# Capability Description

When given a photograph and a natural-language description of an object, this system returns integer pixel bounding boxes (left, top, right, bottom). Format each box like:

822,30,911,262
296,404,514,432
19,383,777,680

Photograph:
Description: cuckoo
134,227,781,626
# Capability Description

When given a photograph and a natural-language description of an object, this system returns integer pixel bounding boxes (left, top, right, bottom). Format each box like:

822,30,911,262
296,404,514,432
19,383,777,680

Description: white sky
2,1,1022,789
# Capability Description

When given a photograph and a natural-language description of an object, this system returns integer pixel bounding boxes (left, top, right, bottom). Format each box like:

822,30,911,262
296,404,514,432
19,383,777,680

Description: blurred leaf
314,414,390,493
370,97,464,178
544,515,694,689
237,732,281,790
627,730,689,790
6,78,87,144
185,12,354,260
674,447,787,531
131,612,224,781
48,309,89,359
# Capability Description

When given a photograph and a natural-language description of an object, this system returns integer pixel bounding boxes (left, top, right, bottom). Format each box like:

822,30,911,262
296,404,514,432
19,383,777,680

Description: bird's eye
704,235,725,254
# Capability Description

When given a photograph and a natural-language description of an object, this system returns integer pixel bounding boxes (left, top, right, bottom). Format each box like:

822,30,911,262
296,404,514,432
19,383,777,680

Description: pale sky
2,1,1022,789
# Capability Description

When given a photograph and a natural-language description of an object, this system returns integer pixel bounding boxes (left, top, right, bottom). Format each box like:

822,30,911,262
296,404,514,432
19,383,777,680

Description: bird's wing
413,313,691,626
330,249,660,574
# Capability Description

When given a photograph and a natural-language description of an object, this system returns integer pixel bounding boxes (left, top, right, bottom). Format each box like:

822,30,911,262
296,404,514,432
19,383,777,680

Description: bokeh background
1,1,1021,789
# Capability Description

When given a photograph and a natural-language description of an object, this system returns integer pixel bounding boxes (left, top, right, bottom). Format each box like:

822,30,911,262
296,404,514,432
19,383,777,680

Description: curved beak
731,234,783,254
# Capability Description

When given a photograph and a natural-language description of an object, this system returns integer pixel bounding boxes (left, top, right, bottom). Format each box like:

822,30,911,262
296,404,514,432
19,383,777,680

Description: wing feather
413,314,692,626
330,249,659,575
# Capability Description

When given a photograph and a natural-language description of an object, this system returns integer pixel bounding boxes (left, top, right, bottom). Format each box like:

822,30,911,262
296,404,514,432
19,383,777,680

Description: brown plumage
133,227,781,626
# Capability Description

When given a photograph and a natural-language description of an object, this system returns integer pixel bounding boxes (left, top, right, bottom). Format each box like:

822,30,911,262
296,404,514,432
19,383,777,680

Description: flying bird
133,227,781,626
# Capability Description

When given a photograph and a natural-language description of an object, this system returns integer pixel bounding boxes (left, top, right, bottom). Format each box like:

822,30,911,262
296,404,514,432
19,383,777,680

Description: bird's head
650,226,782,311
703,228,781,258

********

* [WHAT IS NEEDED]:
Copy each entry above exactly, leaving nothing out.

* [RESPONSE BOX]:
# Capability Description

When given a photograph and a natural-language description of an object, this system returns integer pixel bounding boxes (left, top, right, bottom). Format each box like:

822,30,911,262
296,404,514,432
19,383,777,680

Photograph:
Description: cuckoo
134,227,781,626
# Capability Description

When given a photograph and a natural-language description of an object, this system returns integer pixel bounding boxes (left, top, right, bottom). Format each box like:

822,30,911,262
296,404,514,432
19,383,777,680

Description: white sky
2,1,1022,789
# Capability Description

When given a photograph and a natural-language description of an object, this system returns integer pixel bounding boxes (left, top, right, bottom). Format each box like:

822,30,911,262
296,404,514,432
19,383,777,680

Description: blurred leaf
314,414,390,493
370,97,464,178
544,515,694,689
237,732,281,790
627,730,689,790
6,78,87,144
185,12,354,260
674,447,787,531
131,612,224,781
48,309,89,359
# Capability Description

When given a photograph and a natural-language description of an object, this system returns integer pixel bounding boxes (left, top, right, bottom). Format each box like:

822,30,911,262
296,404,514,432
19,383,777,680

Description: bird's eye
704,235,725,254
# Capability Description

When given a photograph and a natural-language description of an object, this system returns integer pixel bounding boxes (left, top, right, bottom). Format each box like:

822,30,911,262
296,404,514,432
19,383,777,680

Description: pale sky
2,1,1022,789
# Capability Description

When given a photograph and a natural-language description of an object, this system returns integer pixel bounding boxes (left, top, right, bottom). Format each box like:

822,30,911,262
296,404,514,432
19,383,777,680

Description: bird's wing
413,313,691,626
330,249,660,574
# Capability Description

When given a photograph and a natural-language description of an object, this system returns integer pixel bounding boxes (left, top, right, bottom). Format each box like:

822,30,911,262
296,404,514,432
19,383,777,680

Description: bokeh background
1,1,1021,789
# Capability Description

When given a photograph and a natural-language description of an object, this system returns integer pixel bounding boxes (left, top, right, bottom). Format each box like:

822,30,911,262
296,404,514,432
19,383,777,680

Description: curved beak
731,234,783,254
# Capability Description

When given a photograph and a natural-language description of an object, this system returns integer pixel bounding boxes (left, top, right, bottom). Format each box like:

822,30,911,262
296,404,514,432
19,383,777,680

Description: wing feather
413,314,692,626
330,249,659,575
# Capability Description

When given a photograph and a natural-language description of an object, this system returns integer pixel bounding boxes (left, top, right, bottom). Format each box like:

822,30,911,262
296,404,514,432
19,383,777,680

Description: brown plumage
133,227,781,626
# Capability Description

When given a photograph and a natural-language description of an object, this system returns integer pixel bounding boxes (left, top, right, bottom). Format each box like:

822,30,911,262
296,404,514,432
19,383,777,680

Description: flying bird
133,227,781,626
# Capability Description

When given a photograph and a natural-language description of an object, this system returns integer pixel bounding boxes (left, top, right, bottom). Format each box like:

822,30,911,262
296,404,514,432
19,383,777,680

Description: bird's head
650,226,782,311
703,228,781,258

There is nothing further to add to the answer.